*** Working data ***
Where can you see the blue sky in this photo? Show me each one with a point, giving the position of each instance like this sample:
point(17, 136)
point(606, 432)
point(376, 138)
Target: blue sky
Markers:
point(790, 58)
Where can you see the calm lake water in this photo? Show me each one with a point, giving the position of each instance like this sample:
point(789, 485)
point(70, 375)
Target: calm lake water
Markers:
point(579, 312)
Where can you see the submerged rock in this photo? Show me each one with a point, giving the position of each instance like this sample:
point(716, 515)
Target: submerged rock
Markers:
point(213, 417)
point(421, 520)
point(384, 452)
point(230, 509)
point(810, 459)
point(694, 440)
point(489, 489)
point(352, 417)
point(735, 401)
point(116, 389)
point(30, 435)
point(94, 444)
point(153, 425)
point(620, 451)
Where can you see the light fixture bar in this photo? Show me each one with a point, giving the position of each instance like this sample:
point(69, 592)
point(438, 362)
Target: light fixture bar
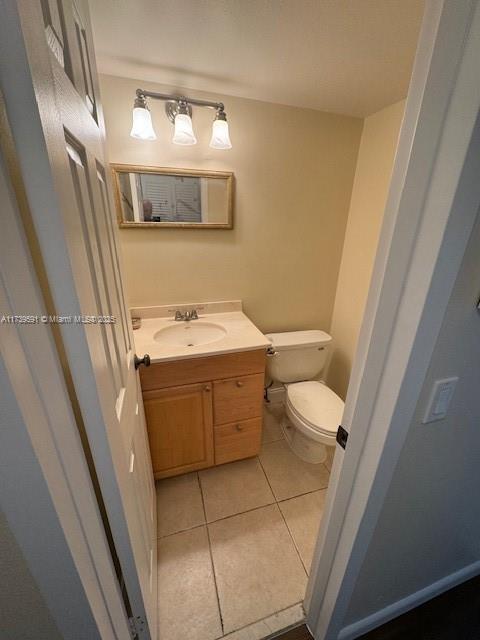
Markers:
point(179, 111)
point(171, 97)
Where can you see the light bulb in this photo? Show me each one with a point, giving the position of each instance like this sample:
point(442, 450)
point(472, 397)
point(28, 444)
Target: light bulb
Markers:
point(183, 130)
point(142, 127)
point(220, 136)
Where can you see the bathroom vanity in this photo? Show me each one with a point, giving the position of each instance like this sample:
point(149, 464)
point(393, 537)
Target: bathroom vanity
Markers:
point(203, 392)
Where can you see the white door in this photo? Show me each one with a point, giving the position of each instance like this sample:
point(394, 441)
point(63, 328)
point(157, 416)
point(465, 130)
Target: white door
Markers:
point(56, 118)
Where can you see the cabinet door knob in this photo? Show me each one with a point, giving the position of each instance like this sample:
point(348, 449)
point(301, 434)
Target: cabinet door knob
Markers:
point(138, 361)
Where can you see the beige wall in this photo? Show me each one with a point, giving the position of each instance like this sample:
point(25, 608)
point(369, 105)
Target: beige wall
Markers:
point(370, 188)
point(294, 171)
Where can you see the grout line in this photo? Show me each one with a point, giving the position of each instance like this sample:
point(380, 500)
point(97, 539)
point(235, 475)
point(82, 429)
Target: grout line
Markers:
point(270, 615)
point(283, 518)
point(293, 540)
point(211, 557)
point(239, 513)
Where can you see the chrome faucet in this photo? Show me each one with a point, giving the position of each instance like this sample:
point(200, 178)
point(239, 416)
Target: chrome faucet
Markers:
point(186, 315)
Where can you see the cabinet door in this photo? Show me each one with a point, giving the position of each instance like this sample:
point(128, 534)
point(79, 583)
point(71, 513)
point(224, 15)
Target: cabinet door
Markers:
point(180, 428)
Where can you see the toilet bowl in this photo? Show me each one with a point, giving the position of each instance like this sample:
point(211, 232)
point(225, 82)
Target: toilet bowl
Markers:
point(313, 410)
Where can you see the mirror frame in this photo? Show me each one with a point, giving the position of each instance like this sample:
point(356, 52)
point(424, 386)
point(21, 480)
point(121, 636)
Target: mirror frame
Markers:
point(195, 173)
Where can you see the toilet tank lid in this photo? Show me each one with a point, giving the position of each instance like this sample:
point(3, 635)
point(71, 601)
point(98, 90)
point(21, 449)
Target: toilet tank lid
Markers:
point(298, 339)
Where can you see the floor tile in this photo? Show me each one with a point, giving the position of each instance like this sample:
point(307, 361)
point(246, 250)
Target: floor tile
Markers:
point(303, 515)
point(179, 504)
point(187, 601)
point(287, 474)
point(282, 620)
point(257, 567)
point(329, 461)
point(272, 416)
point(233, 488)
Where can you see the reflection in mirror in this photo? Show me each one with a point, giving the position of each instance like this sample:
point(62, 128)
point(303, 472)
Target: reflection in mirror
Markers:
point(148, 196)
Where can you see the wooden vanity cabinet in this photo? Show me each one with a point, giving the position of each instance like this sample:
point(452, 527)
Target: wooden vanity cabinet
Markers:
point(180, 428)
point(203, 411)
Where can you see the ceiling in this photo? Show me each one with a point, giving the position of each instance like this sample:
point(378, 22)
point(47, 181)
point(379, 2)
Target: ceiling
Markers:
point(346, 56)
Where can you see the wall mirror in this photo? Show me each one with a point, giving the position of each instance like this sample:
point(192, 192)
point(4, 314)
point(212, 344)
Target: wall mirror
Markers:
point(158, 197)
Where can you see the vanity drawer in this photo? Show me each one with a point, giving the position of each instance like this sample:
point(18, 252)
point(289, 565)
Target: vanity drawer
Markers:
point(237, 440)
point(178, 372)
point(237, 398)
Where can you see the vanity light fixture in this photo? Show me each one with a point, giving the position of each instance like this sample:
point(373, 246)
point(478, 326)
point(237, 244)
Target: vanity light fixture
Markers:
point(179, 111)
point(142, 127)
point(220, 136)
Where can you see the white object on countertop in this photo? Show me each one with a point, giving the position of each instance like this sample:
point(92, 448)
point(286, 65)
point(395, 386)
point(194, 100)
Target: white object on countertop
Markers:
point(240, 335)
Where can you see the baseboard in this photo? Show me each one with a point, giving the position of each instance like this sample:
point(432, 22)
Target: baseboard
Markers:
point(396, 609)
point(276, 394)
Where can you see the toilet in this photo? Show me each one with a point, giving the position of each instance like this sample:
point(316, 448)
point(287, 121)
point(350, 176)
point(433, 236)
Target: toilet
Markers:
point(313, 409)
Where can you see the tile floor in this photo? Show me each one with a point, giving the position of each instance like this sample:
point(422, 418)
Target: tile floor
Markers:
point(235, 542)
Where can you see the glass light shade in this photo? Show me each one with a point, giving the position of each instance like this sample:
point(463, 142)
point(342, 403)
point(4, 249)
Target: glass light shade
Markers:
point(142, 124)
point(183, 130)
point(220, 136)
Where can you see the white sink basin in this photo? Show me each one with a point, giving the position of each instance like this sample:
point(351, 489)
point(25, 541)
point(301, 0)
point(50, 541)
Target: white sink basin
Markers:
point(190, 334)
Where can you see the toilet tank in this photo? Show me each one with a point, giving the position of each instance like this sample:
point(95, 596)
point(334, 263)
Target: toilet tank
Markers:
point(297, 355)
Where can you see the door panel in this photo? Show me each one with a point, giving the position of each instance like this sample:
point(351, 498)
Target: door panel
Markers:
point(85, 280)
point(180, 428)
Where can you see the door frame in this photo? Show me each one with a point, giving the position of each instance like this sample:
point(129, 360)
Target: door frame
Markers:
point(431, 208)
point(44, 226)
point(44, 475)
point(421, 246)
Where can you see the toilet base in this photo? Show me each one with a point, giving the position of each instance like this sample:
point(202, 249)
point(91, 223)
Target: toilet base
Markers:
point(305, 448)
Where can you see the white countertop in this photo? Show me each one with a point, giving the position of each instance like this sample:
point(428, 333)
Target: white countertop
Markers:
point(241, 335)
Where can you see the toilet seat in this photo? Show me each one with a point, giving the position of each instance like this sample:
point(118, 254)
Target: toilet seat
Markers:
point(315, 408)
*** End of Working data ***
To do: Without the pictures, restate all of the entries above verbatim.

Exercise result:
Where can you see the blue sky in this photo? Show me each one with a point, giving the position of each instance like this sample:
point(17, 136)
point(606, 432)
point(376, 138)
Target: blue sky
Markers:
point(790, 58)
Where can you see the calm lake water in this photo? Show me each one with a point, giving the position of each instance like this sample:
point(789, 485)
point(70, 375)
Target: calm lake water
Markers:
point(579, 312)
Where can you see the submerged rock in this photo? Show me each one with a point, giving the position of each instance like this sample:
point(716, 515)
Target: submerged rock
Markers:
point(213, 417)
point(421, 520)
point(384, 452)
point(230, 509)
point(810, 459)
point(694, 440)
point(489, 489)
point(352, 417)
point(735, 401)
point(116, 389)
point(30, 435)
point(94, 444)
point(153, 425)
point(620, 451)
Where can you see the light fixture bar in this photo? Show me each one with a point, giving the position of each instance like this sample:
point(69, 592)
point(438, 362)
Target: light fixture bar
Markers:
point(179, 111)
point(171, 97)
Where can you see the light bulb in this photo? Show me each one with a point, giving the position of each instance like this sample:
point(442, 450)
point(472, 397)
point(28, 444)
Target: light bulb
Markers:
point(183, 130)
point(142, 127)
point(220, 136)
Where can you see the bathroom vanity in this photo? Show me each one with a point, giving the position of each instance like this sample:
point(149, 464)
point(393, 537)
Target: bathroom vanity
Markers:
point(203, 392)
Where can you see the white door in this photo? Show me each one with a point, giving the position of each instance like this sample:
point(394, 441)
point(63, 328)
point(157, 416)
point(465, 130)
Target: white door
Markers:
point(56, 118)
Where can you see the cabinet door knob in this photo? Show me each one with a point, giving the position of each instance like this sample:
point(348, 449)
point(301, 434)
Target: cabinet door knob
Markers:
point(138, 361)
Where can you see the beige wall in this photo? Show me each one with a point, giving the position of each instance like this sample:
point(25, 608)
point(369, 105)
Target: beige wall
Markers:
point(370, 188)
point(294, 171)
Where can you see the grout line in this photo? Show me each one with a point, giving the position of each instance like this sample:
point(380, 500)
point(97, 539)
point(235, 475)
point(82, 429)
Target: grout line
Markers:
point(270, 615)
point(283, 518)
point(293, 540)
point(211, 557)
point(239, 513)
Where can you see the chrome faucet in this photo? Show me each one with a point, giving the position of each instance like this sample:
point(200, 178)
point(239, 416)
Target: chrome faucet
Markers:
point(186, 315)
Where can you see the cabinet door in this photo? Show me each one with a point, giving the position of each instance like this sample:
point(128, 534)
point(79, 583)
point(71, 513)
point(224, 15)
Target: cabinet door
Markers:
point(180, 428)
Where can you see the toilet bowl in this photo? Show me each one with a point, giving the position of each instance like this sample:
point(211, 232)
point(225, 82)
Target: toilet bowl
Markers:
point(313, 410)
Where can you see the mirror frame in this photo? Show me each one with a point, giving the position of each instance like this sample:
point(356, 52)
point(424, 386)
point(21, 480)
point(121, 636)
Target: mirror frame
Markers:
point(195, 173)
Where can you see the toilet tank lid in this photo? Show me each one with a point, giving the position of each instance like this sample:
point(3, 635)
point(71, 601)
point(98, 90)
point(21, 449)
Target: toilet tank lid
Markers:
point(298, 339)
Where can you see the floor tile in this photo? Show me each one with a point, giving the position of each instance like this sample:
point(307, 361)
point(246, 250)
Target: floor tile
Markers:
point(303, 515)
point(179, 504)
point(187, 601)
point(287, 474)
point(282, 620)
point(257, 567)
point(329, 461)
point(272, 416)
point(233, 488)
Where can you see the reflection in mirror in this photo? Show me each one with a point, giving the position of each instance like this sample:
point(62, 128)
point(303, 472)
Target: reflection in mirror
Markers:
point(148, 196)
Where can you see the wooden vanity cabinet in this photo? Show me each one with a point, giving the position of each instance like this sample:
point(452, 527)
Target: wooden vanity cabinet
Markers:
point(180, 428)
point(203, 411)
Where can you see the ceiling in this photo? Show me each one with a point, giving the position of each instance like this sample:
point(378, 22)
point(47, 181)
point(379, 2)
Target: ceiling
Markers:
point(346, 56)
Where can you see the wall mirror in this photo? Show me each one with a point, giving the position of each instance like this sample:
point(192, 192)
point(4, 314)
point(212, 344)
Target: wall mirror
Markers:
point(158, 197)
Where can you see the vanity drawer in this photo? Show me each one with a point, giving the position of each instance like this sample:
point(18, 252)
point(289, 565)
Target: vanity drawer
Markers:
point(237, 440)
point(178, 372)
point(237, 398)
Where can you see the vanity light fixture in this photo? Show me each one with a point, giving the position of each instance like this sample:
point(373, 246)
point(478, 326)
point(237, 244)
Target: vanity light fixture
Markers:
point(179, 111)
point(142, 127)
point(220, 136)
Where can you see the white object on countertop in this photo? Show me each one with a point, giving the position of each instance like this sample:
point(92, 448)
point(286, 65)
point(395, 386)
point(194, 100)
Target: white object on countertop
Markers:
point(240, 335)
Where can you see the baseboard in this photo? Show me each one with a point, giving the position of each instance like this sample:
point(432, 22)
Target: baseboard
Markers:
point(396, 609)
point(276, 394)
Where can you see the toilet in this photo? Show me each one with a point, giving the position of each instance like this sample:
point(316, 448)
point(287, 121)
point(350, 176)
point(433, 236)
Target: toilet
Markers:
point(313, 409)
Where can you see the tile floor in this photo? Show me each one with a point, giving the position of each instance like this sample:
point(422, 418)
Target: tile floor
Markers:
point(235, 542)
Where can you see the glass light shade in this photo? Show me each one with a point, giving the position of each instance like this sample:
point(463, 142)
point(342, 403)
point(4, 249)
Target: glass light shade
Markers:
point(142, 124)
point(183, 130)
point(220, 136)
Where can you see the white sink basin in this photo? Show me each one with a point, giving the position of each instance like this sample:
point(351, 489)
point(25, 541)
point(301, 0)
point(50, 541)
Target: white sink basin
Markers:
point(190, 334)
Where can you see the toilet tank in this photo? Show me each one with a point, giving the position of each instance like this sample:
point(95, 596)
point(334, 263)
Target: toilet tank
Markers:
point(297, 355)
Where can you see the door panel in this photo? Show me each one with a point, giving the position of each instance like this sample:
point(351, 498)
Target: door panel
Markers:
point(85, 280)
point(180, 428)
Where can you see the door frame in this photo? Show me each one with a point, giving the position of each instance like this sample:
point(129, 360)
Target: door frame
Markers:
point(431, 208)
point(44, 226)
point(44, 475)
point(421, 246)
Where can you see the toilet base in this photo? Show me each one with a point, giving the position of each instance like this sample:
point(202, 249)
point(91, 223)
Target: toilet base
Markers:
point(305, 448)
Where can you see the white countertop in this photo? Show me each one with a point, giving the position of each instance like this sample:
point(428, 333)
Target: white countertop
Markers:
point(241, 335)
Where can you see the toilet seat in this photo? Show me each one with a point, giving the position of each instance like this sample:
point(118, 254)
Target: toilet seat
Markers:
point(315, 408)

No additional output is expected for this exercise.